Problem requirements
Each line of the data must be set down again without a single difference.

Source information
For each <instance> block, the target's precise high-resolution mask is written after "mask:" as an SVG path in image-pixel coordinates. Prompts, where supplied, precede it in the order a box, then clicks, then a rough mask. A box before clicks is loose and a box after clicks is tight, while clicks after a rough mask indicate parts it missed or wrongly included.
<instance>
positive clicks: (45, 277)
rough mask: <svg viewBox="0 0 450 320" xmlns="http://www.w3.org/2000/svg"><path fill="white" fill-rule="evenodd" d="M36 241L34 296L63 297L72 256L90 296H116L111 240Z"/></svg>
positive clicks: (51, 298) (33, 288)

Answer to the problem
For each <instance> block, the target's precise high-resolution mask is written after "mask:" as an SVG path in image-pixel coordinates. Prompts, where supplied, precede it in the order a box, then clicks, then a rough mask. A box before clicks is loose and a box after clicks is tight, while clicks after a rough mask indicate parts it missed or wrongly included.
<instance>
positive clicks: (45, 277)
rough mask: <svg viewBox="0 0 450 320" xmlns="http://www.w3.org/2000/svg"><path fill="white" fill-rule="evenodd" d="M36 241L34 296L63 297L72 256L90 296H116L111 240Z"/></svg>
positive clicks: (51, 298) (33, 288)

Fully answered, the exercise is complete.